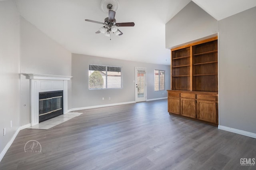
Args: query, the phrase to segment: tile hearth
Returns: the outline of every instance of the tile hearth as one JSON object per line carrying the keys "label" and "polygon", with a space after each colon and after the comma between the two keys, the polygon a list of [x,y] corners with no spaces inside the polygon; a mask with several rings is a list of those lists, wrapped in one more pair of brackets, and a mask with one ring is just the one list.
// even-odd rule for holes
{"label": "tile hearth", "polygon": [[69,112],[65,115],[62,115],[41,122],[39,124],[28,127],[27,128],[47,130],[72,118],[78,116],[82,113],[79,112]]}

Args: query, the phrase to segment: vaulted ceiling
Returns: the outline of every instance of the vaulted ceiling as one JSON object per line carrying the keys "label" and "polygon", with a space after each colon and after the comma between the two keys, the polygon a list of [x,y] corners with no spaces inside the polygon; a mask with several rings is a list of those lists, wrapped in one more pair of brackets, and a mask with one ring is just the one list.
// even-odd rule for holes
{"label": "vaulted ceiling", "polygon": [[[108,14],[100,9],[102,0],[16,0],[20,14],[73,53],[170,65],[165,48],[165,24],[190,0],[117,0],[117,22],[134,22],[122,27],[121,36],[111,40],[95,32]],[[193,0],[217,20],[256,6],[255,0]]]}

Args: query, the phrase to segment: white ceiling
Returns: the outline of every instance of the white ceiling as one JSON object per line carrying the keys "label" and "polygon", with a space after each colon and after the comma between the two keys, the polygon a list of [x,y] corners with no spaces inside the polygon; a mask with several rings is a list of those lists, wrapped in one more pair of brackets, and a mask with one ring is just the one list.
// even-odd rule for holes
{"label": "white ceiling", "polygon": [[[16,0],[20,14],[73,53],[169,65],[165,48],[165,24],[190,0],[118,0],[117,22],[134,22],[120,27],[122,36],[112,40],[94,33],[108,14],[101,0]],[[256,6],[255,0],[193,0],[217,20]]]}

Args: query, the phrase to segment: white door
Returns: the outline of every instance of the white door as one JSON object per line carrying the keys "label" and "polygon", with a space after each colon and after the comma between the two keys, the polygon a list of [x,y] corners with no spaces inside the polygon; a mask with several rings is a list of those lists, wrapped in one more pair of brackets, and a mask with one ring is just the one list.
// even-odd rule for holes
{"label": "white door", "polygon": [[146,68],[135,67],[135,101],[146,101],[147,99]]}

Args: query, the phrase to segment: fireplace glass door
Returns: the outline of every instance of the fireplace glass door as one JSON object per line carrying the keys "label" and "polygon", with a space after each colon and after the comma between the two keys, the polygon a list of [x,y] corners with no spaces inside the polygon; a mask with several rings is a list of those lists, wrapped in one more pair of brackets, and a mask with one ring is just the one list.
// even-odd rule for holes
{"label": "fireplace glass door", "polygon": [[63,114],[63,91],[39,93],[39,122]]}

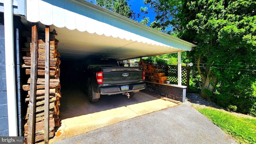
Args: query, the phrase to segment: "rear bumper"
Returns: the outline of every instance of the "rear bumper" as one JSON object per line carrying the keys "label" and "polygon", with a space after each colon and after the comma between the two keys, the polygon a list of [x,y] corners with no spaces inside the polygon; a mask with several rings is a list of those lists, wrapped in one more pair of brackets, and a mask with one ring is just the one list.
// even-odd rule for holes
{"label": "rear bumper", "polygon": [[146,88],[146,84],[132,84],[129,85],[129,90],[121,90],[121,86],[113,86],[98,88],[98,92],[100,94],[114,94],[124,92],[132,92],[142,90]]}

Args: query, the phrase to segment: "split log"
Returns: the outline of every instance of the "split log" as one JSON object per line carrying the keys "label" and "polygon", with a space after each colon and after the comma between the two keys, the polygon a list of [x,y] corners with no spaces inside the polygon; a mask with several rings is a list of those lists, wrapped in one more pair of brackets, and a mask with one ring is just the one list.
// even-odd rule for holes
{"label": "split log", "polygon": [[[50,128],[49,130],[49,137],[52,138],[54,136],[55,134],[54,128]],[[25,137],[28,136],[28,133],[24,133]],[[44,138],[44,130],[41,130],[36,132],[36,137],[35,138],[35,142],[37,142],[43,140]]]}
{"label": "split log", "polygon": [[[29,48],[22,48],[21,50],[22,52],[30,52],[31,51],[31,49]],[[45,50],[42,49],[38,49],[38,52],[45,52]],[[51,50],[50,51],[50,54],[55,54],[56,51],[54,50]]]}
{"label": "split log", "polygon": [[[55,126],[55,120],[52,119],[49,120],[49,127],[54,127]],[[25,133],[28,132],[28,124],[26,123],[24,126],[24,131]],[[44,128],[44,122],[36,122],[36,131],[42,130]]]}
{"label": "split log", "polygon": [[[37,79],[37,82],[44,82],[45,81],[45,80],[44,78],[38,78]],[[59,79],[50,79],[50,82],[60,82],[60,80]],[[30,78],[28,78],[28,84],[30,84]],[[38,83],[36,83],[37,84],[38,84]]]}
{"label": "split log", "polygon": [[[28,31],[27,30],[22,30],[22,36],[26,37],[31,37],[31,32]],[[43,39],[44,40],[45,38],[45,34],[42,33],[38,33],[38,39]],[[55,36],[53,34],[50,34],[50,40],[52,41],[55,39]]]}
{"label": "split log", "polygon": [[[39,76],[44,76],[45,70],[38,70],[37,75]],[[55,70],[50,70],[50,76],[54,76],[56,73],[56,71]],[[27,69],[26,70],[26,74],[30,74],[30,69]]]}
{"label": "split log", "polygon": [[[25,42],[25,47],[26,48],[30,48],[31,47],[31,43]],[[55,45],[50,45],[50,50],[56,50],[56,47]],[[38,44],[38,50],[40,49],[45,49],[45,44]]]}
{"label": "split log", "polygon": [[[50,103],[49,108],[50,109],[53,109],[54,108],[54,103],[51,102]],[[28,109],[29,110],[29,109]],[[40,106],[37,106],[36,108],[36,112],[38,112],[44,110],[44,105]]]}
{"label": "split log", "polygon": [[[30,68],[31,66],[30,64],[23,64],[22,66],[22,67],[23,68]],[[56,70],[56,69],[57,68],[56,68],[56,66],[55,66],[55,65],[50,64],[50,70]],[[44,69],[45,69],[44,64],[38,64],[38,66],[37,66],[37,69],[38,70],[44,70]]]}
{"label": "split log", "polygon": [[158,67],[156,66],[150,65],[148,65],[149,70],[155,70],[158,69]]}
{"label": "split log", "polygon": [[[27,57],[27,56],[23,56],[22,57],[22,59],[24,60],[31,60],[31,58],[30,57]],[[50,58],[50,61],[56,62],[58,59],[59,60],[59,58]],[[45,59],[42,58],[38,58],[37,60],[42,60],[42,61],[44,61],[45,60]]]}
{"label": "split log", "polygon": [[[29,96],[30,94],[30,91],[28,91],[28,95]],[[36,96],[43,96],[44,95],[45,93],[44,90],[39,90],[36,91]],[[56,92],[56,88],[52,88],[50,89],[50,94],[51,96],[54,96],[55,95],[55,93]]]}
{"label": "split log", "polygon": [[[59,85],[58,83],[51,83],[50,84],[50,88],[56,88]],[[45,86],[43,84],[42,85],[38,85],[36,86],[36,89],[37,90],[42,90],[44,89]],[[30,85],[28,84],[24,84],[22,86],[22,89],[23,90],[25,91],[29,91],[30,90]]]}
{"label": "split log", "polygon": [[[50,109],[50,115],[49,118],[52,118],[54,117],[54,115],[56,114],[55,113],[55,112],[54,111],[54,108],[52,109]],[[26,114],[26,117],[25,118],[25,120],[28,120],[28,108],[27,110],[27,114]],[[44,112],[42,111],[41,112],[38,112],[36,114],[36,122],[41,122],[42,121],[44,120]],[[28,123],[28,120],[27,121],[27,123]]]}
{"label": "split log", "polygon": [[[27,96],[27,97],[29,97],[29,95]],[[56,98],[54,96],[50,96],[50,98]],[[39,96],[36,97],[36,100],[44,100],[44,96]],[[25,101],[26,102],[29,102],[29,98],[26,98],[25,99]]]}
{"label": "split log", "polygon": [[164,72],[160,72],[157,73],[157,76],[165,76],[165,73]]}

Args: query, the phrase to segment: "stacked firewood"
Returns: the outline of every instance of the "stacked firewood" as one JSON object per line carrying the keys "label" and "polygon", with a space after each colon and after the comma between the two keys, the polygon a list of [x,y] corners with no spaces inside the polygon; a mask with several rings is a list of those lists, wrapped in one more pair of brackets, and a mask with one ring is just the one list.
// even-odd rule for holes
{"label": "stacked firewood", "polygon": [[[39,34],[43,35],[41,34]],[[59,126],[60,123],[59,107],[60,106],[60,98],[61,97],[60,85],[60,61],[59,53],[58,52],[58,41],[55,39],[54,36],[50,36],[50,104],[49,104],[49,137],[54,136],[55,127]],[[42,38],[39,36],[39,38]],[[30,75],[31,66],[30,47],[31,46],[31,37],[27,38],[28,42],[25,44],[25,48],[22,48],[24,56],[24,64],[22,67],[26,68],[26,74]],[[44,139],[44,93],[45,93],[45,44],[44,39],[38,40],[38,79],[36,107],[36,133],[35,141],[38,142]],[[28,91],[25,101],[28,104],[30,94],[30,79],[28,78],[27,84],[22,86],[23,90]],[[26,138],[28,133],[28,114],[29,109],[28,108],[27,114],[25,118],[26,120],[24,126],[25,138]]]}
{"label": "stacked firewood", "polygon": [[139,66],[145,70],[145,81],[163,84],[166,84],[168,77],[165,76],[164,70],[158,69],[157,66],[146,64],[144,60],[141,59],[139,62]]}

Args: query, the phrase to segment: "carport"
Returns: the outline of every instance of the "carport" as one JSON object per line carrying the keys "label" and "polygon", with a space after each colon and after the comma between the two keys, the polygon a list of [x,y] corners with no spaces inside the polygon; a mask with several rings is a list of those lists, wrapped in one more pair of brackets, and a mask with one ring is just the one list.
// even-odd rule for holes
{"label": "carport", "polygon": [[[182,102],[185,100],[186,88],[181,85],[181,52],[191,50],[192,47],[196,46],[192,44],[82,0],[27,0],[26,17],[23,18],[22,21],[30,28],[32,23],[37,23],[39,31],[43,32],[46,26],[50,26],[50,31],[52,32],[52,34],[55,35],[55,38],[59,41],[58,50],[61,56],[62,65],[64,66],[63,67],[65,72],[66,70],[72,67],[73,70],[77,70],[78,67],[74,65],[82,64],[82,60],[86,58],[111,58],[123,60],[178,53],[178,84],[168,86],[178,89],[177,96],[181,98]],[[72,75],[64,75],[66,78],[63,78],[63,80],[65,78],[74,79],[72,77],[76,75],[75,70],[73,70],[72,72],[74,74]],[[65,82],[61,81],[61,72],[60,78],[61,84],[64,83],[64,86],[66,86],[67,83],[65,84]],[[79,77],[77,78],[79,79]],[[68,85],[70,86],[74,84],[75,82],[68,83]],[[68,87],[67,86],[67,88]],[[70,87],[73,88],[69,87]],[[62,89],[63,88],[65,88],[65,86],[62,87]],[[65,93],[63,94],[64,95]],[[144,94],[140,93],[140,95],[145,96]],[[135,107],[137,108],[136,104],[148,104],[155,100],[158,100],[154,98],[148,101],[140,102],[139,100],[132,105],[135,104]],[[160,103],[163,104],[164,102],[162,102]],[[63,104],[62,103],[62,106]],[[164,108],[172,104],[163,104],[163,107],[156,108],[150,112],[142,112],[141,114]],[[146,104],[147,106],[153,105]],[[122,108],[128,107],[126,105],[116,106]],[[116,110],[114,108],[111,110]],[[108,110],[103,111],[105,112],[106,110]],[[97,113],[96,112],[93,113]],[[72,117],[78,116],[74,116]],[[133,116],[129,116],[128,118]],[[57,132],[56,135],[58,135]]]}
{"label": "carport", "polygon": [[185,100],[181,52],[196,45],[84,0],[28,1],[26,8],[24,24],[38,22],[43,31],[45,26],[50,26],[50,31],[54,30],[57,34],[61,60],[88,57],[124,60],[177,53],[178,85],[168,88],[177,90],[169,94],[176,100]]}

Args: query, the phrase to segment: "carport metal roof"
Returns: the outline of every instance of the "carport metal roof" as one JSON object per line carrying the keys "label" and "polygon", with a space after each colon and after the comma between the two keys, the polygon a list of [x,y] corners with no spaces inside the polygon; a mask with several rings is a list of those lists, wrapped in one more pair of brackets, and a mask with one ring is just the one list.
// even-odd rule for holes
{"label": "carport metal roof", "polygon": [[27,0],[27,20],[51,26],[62,57],[128,59],[196,46],[83,0]]}

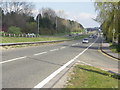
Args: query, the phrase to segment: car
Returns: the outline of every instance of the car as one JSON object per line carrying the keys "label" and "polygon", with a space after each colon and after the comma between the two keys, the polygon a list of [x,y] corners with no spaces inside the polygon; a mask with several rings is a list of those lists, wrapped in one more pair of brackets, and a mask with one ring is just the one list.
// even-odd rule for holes
{"label": "car", "polygon": [[35,37],[36,35],[34,33],[28,33],[27,34],[29,37]]}
{"label": "car", "polygon": [[82,41],[82,43],[89,43],[88,38],[84,38],[83,41]]}

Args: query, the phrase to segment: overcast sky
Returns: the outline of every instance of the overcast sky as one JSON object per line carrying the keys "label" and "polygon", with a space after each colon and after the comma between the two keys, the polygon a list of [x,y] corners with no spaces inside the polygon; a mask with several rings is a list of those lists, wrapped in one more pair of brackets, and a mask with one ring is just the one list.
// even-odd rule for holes
{"label": "overcast sky", "polygon": [[56,12],[63,10],[64,18],[75,20],[85,28],[99,26],[99,24],[92,19],[97,15],[93,2],[34,2],[34,4],[36,8],[34,13],[36,15],[41,8],[52,8]]}

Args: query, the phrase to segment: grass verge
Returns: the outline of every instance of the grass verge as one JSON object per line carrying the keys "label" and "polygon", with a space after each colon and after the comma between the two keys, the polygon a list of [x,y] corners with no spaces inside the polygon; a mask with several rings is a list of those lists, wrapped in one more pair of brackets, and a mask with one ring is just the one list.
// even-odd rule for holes
{"label": "grass verge", "polygon": [[73,68],[66,88],[118,88],[120,76],[111,74],[101,69],[76,65]]}
{"label": "grass verge", "polygon": [[120,46],[118,44],[110,43],[110,49],[111,49],[112,52],[120,54]]}
{"label": "grass verge", "polygon": [[36,41],[51,41],[51,40],[66,40],[64,37],[36,37],[36,38],[25,38],[25,37],[2,37],[2,43],[16,43],[16,42],[36,42]]}

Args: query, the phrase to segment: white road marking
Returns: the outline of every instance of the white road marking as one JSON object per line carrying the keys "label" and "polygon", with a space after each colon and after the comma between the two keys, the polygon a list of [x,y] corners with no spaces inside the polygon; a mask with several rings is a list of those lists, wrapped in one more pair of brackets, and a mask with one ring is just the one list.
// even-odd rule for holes
{"label": "white road marking", "polygon": [[12,61],[16,61],[16,60],[20,60],[20,59],[23,59],[23,58],[26,58],[26,57],[27,56],[14,58],[14,59],[10,59],[10,60],[7,60],[7,61],[2,61],[2,62],[0,62],[0,64],[7,63],[7,62],[12,62]]}
{"label": "white road marking", "polygon": [[66,47],[61,47],[60,49],[64,49],[64,48],[66,48]]}
{"label": "white road marking", "polygon": [[34,54],[34,56],[42,55],[42,54],[45,54],[45,53],[47,53],[47,52],[36,53],[36,54]]}
{"label": "white road marking", "polygon": [[79,53],[77,56],[75,56],[73,59],[71,59],[69,62],[67,62],[66,64],[64,64],[58,70],[56,70],[51,75],[49,75],[47,78],[45,78],[43,81],[41,81],[39,84],[37,84],[36,86],[34,86],[34,88],[42,88],[52,78],[54,78],[58,73],[60,73],[62,70],[64,70],[68,65],[70,65],[72,62],[74,62],[80,55],[82,55],[85,51],[87,51],[89,49],[89,47],[91,47],[97,41],[97,39],[90,46],[88,46],[85,50],[83,50],[81,53]]}
{"label": "white road marking", "polygon": [[91,64],[83,62],[83,61],[79,61],[79,62],[84,63],[84,64],[89,65],[89,66],[92,66]]}
{"label": "white road marking", "polygon": [[71,46],[75,46],[76,44],[72,44]]}
{"label": "white road marking", "polygon": [[59,50],[59,49],[58,49],[58,48],[57,48],[57,49],[52,49],[52,50],[50,50],[50,51],[52,52],[52,51],[57,51],[57,50]]}

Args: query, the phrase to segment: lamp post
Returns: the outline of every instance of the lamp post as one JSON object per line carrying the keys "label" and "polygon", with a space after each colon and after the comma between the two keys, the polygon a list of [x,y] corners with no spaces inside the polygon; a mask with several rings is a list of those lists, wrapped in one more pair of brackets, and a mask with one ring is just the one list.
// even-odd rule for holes
{"label": "lamp post", "polygon": [[[56,31],[57,31],[57,16],[56,16]],[[58,33],[58,31],[57,31],[57,33]]]}
{"label": "lamp post", "polygon": [[115,29],[113,29],[113,38],[112,38],[112,43],[114,43],[114,35],[115,35]]}
{"label": "lamp post", "polygon": [[39,14],[38,14],[38,35],[39,35]]}

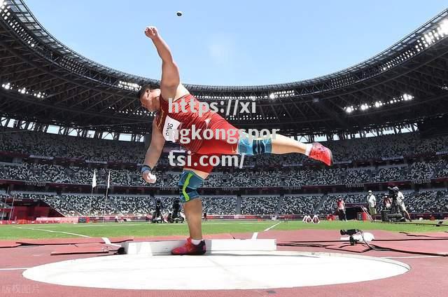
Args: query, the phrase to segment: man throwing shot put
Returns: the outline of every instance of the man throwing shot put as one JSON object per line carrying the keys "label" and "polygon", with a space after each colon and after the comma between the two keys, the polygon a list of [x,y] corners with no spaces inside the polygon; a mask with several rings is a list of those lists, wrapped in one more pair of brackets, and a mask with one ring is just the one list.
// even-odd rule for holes
{"label": "man throwing shot put", "polygon": [[[303,144],[278,134],[275,137],[252,138],[239,130],[216,112],[204,108],[204,104],[190,94],[181,83],[179,69],[165,41],[155,27],[145,29],[145,35],[152,41],[162,59],[162,79],[159,88],[146,85],[140,89],[138,97],[141,105],[150,111],[156,111],[153,121],[151,142],[146,152],[141,174],[145,181],[153,184],[156,177],[151,171],[156,165],[165,141],[180,143],[191,152],[190,165],[183,167],[178,188],[188,221],[190,237],[186,244],[172,251],[174,255],[202,255],[206,252],[202,240],[202,205],[197,188],[207,178],[213,166],[204,164],[201,157],[222,155],[283,154],[298,153],[323,162],[332,163],[331,151],[318,143]],[[193,130],[225,131],[232,137],[194,137]],[[190,133],[189,141],[179,142],[174,131]],[[187,133],[188,134],[188,133]],[[222,136],[222,133],[219,133]],[[216,135],[217,136],[217,135]],[[233,139],[235,140],[234,141]]]}

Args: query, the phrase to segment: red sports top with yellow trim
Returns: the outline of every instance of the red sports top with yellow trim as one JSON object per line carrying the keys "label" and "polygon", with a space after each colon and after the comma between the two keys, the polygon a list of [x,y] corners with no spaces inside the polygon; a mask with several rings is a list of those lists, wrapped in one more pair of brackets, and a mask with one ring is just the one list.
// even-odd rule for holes
{"label": "red sports top with yellow trim", "polygon": [[[155,117],[155,125],[158,129],[162,132],[165,140],[180,144],[192,153],[197,152],[202,145],[204,137],[202,132],[207,128],[210,121],[216,120],[218,118],[223,120],[220,115],[207,110],[203,104],[200,104],[200,102],[190,94],[186,95],[172,102],[166,101],[162,95],[159,98],[160,109]],[[184,106],[183,111],[181,104]],[[201,106],[202,113],[200,113]],[[200,129],[202,132],[199,133],[200,137],[195,137],[192,139],[193,125],[195,130]],[[182,130],[186,134],[181,135],[179,132],[178,137],[175,137],[176,134],[172,132],[175,130],[179,132]],[[188,139],[189,142],[185,143],[182,141],[183,139]]]}

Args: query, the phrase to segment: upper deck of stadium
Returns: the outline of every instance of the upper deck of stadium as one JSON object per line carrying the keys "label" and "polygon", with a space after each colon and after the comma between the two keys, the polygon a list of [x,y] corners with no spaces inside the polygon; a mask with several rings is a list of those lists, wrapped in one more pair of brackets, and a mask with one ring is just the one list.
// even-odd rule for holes
{"label": "upper deck of stadium", "polygon": [[[126,74],[74,52],[53,37],[22,0],[1,3],[0,113],[44,125],[146,133],[153,113],[135,97],[159,81]],[[256,103],[231,112],[239,127],[284,134],[329,133],[423,123],[448,114],[448,9],[374,57],[344,70],[288,83],[186,85],[198,99]]]}

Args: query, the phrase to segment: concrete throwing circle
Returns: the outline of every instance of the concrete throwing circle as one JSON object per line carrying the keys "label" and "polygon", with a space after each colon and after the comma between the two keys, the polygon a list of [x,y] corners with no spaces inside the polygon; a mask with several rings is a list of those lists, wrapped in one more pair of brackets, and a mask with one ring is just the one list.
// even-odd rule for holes
{"label": "concrete throwing circle", "polygon": [[390,277],[409,270],[407,265],[389,259],[342,254],[232,251],[195,256],[85,258],[36,266],[23,276],[91,288],[217,290],[345,284]]}

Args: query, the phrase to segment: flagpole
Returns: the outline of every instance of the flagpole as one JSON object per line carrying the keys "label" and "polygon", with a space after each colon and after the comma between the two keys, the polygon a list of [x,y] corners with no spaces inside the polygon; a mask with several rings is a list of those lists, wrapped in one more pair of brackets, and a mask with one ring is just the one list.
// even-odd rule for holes
{"label": "flagpole", "polygon": [[90,209],[92,209],[92,198],[93,198],[93,187],[92,187],[92,193],[90,193],[90,203],[89,204],[89,218],[90,218]]}
{"label": "flagpole", "polygon": [[93,188],[97,186],[97,170],[93,170],[93,177],[92,178],[92,193],[90,194],[90,203],[89,204],[89,219],[90,219],[90,212],[92,209],[92,199],[93,198]]}
{"label": "flagpole", "polygon": [[6,197],[9,196],[9,186],[8,186],[8,191],[6,191],[6,195],[5,195],[5,205],[3,207],[3,212],[1,212],[1,221],[3,221],[3,217],[5,215],[5,207],[6,207]]}
{"label": "flagpole", "polygon": [[13,211],[14,210],[14,200],[15,199],[15,194],[13,195],[13,204],[11,205],[11,212],[9,213],[9,221],[11,220],[13,216]]}
{"label": "flagpole", "polygon": [[107,195],[108,193],[109,186],[111,184],[111,170],[109,170],[109,175],[107,178],[107,188],[106,188],[106,197],[104,198],[104,207],[103,208],[103,223],[106,219],[106,204],[107,203]]}

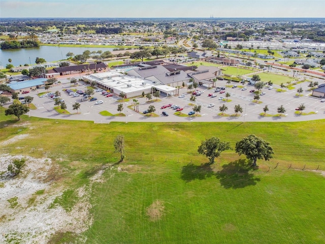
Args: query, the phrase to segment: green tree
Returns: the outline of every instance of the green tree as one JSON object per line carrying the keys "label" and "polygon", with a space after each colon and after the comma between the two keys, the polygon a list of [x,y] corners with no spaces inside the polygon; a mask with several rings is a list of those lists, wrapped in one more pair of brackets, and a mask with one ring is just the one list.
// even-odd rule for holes
{"label": "green tree", "polygon": [[10,98],[6,97],[5,96],[0,96],[0,106],[1,107],[2,107],[10,101]]}
{"label": "green tree", "polygon": [[282,115],[282,113],[285,112],[285,109],[283,105],[281,105],[278,108],[278,113],[280,113],[280,116]]}
{"label": "green tree", "polygon": [[67,109],[67,104],[64,102],[62,102],[60,104],[60,107],[62,110],[65,110]]}
{"label": "green tree", "polygon": [[75,85],[77,83],[77,79],[75,78],[72,78],[70,79],[70,83]]}
{"label": "green tree", "polygon": [[120,103],[117,105],[117,111],[120,112],[120,115],[121,112],[123,111],[123,104]]}
{"label": "green tree", "polygon": [[43,64],[44,63],[46,63],[46,60],[43,58],[42,57],[37,57],[35,59],[35,63],[39,65],[40,64]]}
{"label": "green tree", "polygon": [[226,93],[225,94],[225,97],[226,98],[226,100],[228,101],[228,98],[229,98],[231,95],[230,95],[230,93]]}
{"label": "green tree", "polygon": [[298,94],[299,94],[299,96],[300,96],[300,95],[303,93],[303,92],[304,92],[304,90],[301,87],[298,88],[298,89],[297,90],[297,92],[298,93]]}
{"label": "green tree", "polygon": [[155,93],[153,93],[153,96],[156,98],[156,100],[158,99],[159,96],[160,96],[160,94],[159,93],[159,90],[156,90]]}
{"label": "green tree", "polygon": [[223,115],[223,112],[225,112],[228,110],[228,108],[224,104],[222,104],[222,106],[219,107],[219,110],[221,112],[221,114]]}
{"label": "green tree", "polygon": [[263,108],[263,111],[264,111],[264,115],[266,114],[266,112],[269,111],[269,107],[268,105],[265,105],[265,107]]}
{"label": "green tree", "polygon": [[72,109],[74,110],[77,110],[77,112],[78,113],[78,110],[80,108],[80,104],[79,103],[75,102],[74,104],[72,105]]}
{"label": "green tree", "polygon": [[124,136],[122,135],[116,136],[116,137],[115,137],[114,140],[114,147],[115,149],[115,152],[120,154],[119,162],[123,162],[125,157],[124,155],[125,147]]}
{"label": "green tree", "polygon": [[220,139],[213,137],[202,141],[199,146],[198,152],[208,158],[209,164],[211,165],[214,163],[214,159],[220,156],[222,151],[230,149],[231,147],[229,142],[222,141]]}
{"label": "green tree", "polygon": [[14,159],[8,165],[8,170],[14,175],[17,175],[21,171],[21,169],[25,165],[25,159]]}
{"label": "green tree", "polygon": [[20,103],[14,103],[9,106],[5,111],[6,115],[14,115],[16,116],[18,120],[20,120],[20,116],[29,111],[29,108]]}
{"label": "green tree", "polygon": [[152,113],[156,111],[156,109],[153,105],[150,105],[148,109],[148,112],[150,113],[150,115],[152,114]]}
{"label": "green tree", "polygon": [[302,113],[303,113],[303,111],[306,109],[306,106],[305,106],[304,104],[302,103],[299,105],[299,107],[298,107],[298,109],[300,111],[300,114],[301,114]]}
{"label": "green tree", "polygon": [[193,95],[191,95],[191,97],[189,98],[189,101],[191,102],[191,104],[193,104],[193,103],[195,102],[195,100],[197,100],[197,97]]}
{"label": "green tree", "polygon": [[211,39],[205,39],[202,42],[202,47],[207,47],[208,49],[215,49],[217,46],[217,44]]}
{"label": "green tree", "polygon": [[26,101],[26,103],[27,104],[31,103],[32,100],[34,99],[34,98],[32,97],[30,97],[30,96],[26,96],[25,97],[25,101]]}
{"label": "green tree", "polygon": [[195,105],[193,108],[193,111],[197,112],[197,115],[198,113],[200,113],[201,111],[201,105]]}
{"label": "green tree", "polygon": [[253,134],[237,142],[235,150],[240,156],[243,154],[248,159],[252,160],[253,166],[256,165],[257,159],[269,160],[273,157],[272,155],[274,154],[270,143]]}
{"label": "green tree", "polygon": [[240,104],[235,105],[234,109],[236,115],[238,114],[238,113],[241,113],[243,112],[243,108],[242,108],[242,107],[240,106]]}
{"label": "green tree", "polygon": [[148,93],[146,95],[146,98],[147,98],[147,99],[148,99],[148,101],[151,100],[151,98],[152,98],[151,97],[151,95],[150,93]]}

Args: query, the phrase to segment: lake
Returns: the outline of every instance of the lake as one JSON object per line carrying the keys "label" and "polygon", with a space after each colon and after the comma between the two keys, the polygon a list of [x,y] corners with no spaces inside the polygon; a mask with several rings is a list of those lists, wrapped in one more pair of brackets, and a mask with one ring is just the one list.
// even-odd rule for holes
{"label": "lake", "polygon": [[77,55],[82,54],[86,50],[91,52],[100,50],[104,52],[105,51],[111,51],[113,49],[110,47],[64,47],[51,46],[18,49],[0,49],[0,66],[6,67],[9,64],[9,58],[12,60],[11,64],[14,66],[19,66],[20,65],[23,66],[25,64],[35,64],[35,59],[37,57],[44,58],[47,62],[52,62],[67,59],[66,54],[70,52]]}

*WHAT THE TASK REQUIRES*. Can you reproduce the records starting at the line that has "Args: query, the phrase to segment: car" and stopping after the line that has "Returns: the outline of every instance of the car", substituting "boundary" for "outline" and leaving everything else unchanged?

*SOLUTION*.
Args: query, the phrase to segment: car
Returns: the boundary of every instance of the car as one JSON object per line carrying the keys "label" and "polygon", with a space after each colon and after the comma between the two keys, the polygon a list of [x,y] corners with no spaces inside the polygon; a mask with several rings is a list of those lists, wrapped in one more pair of brackets, and a mask with one ring is just the one list.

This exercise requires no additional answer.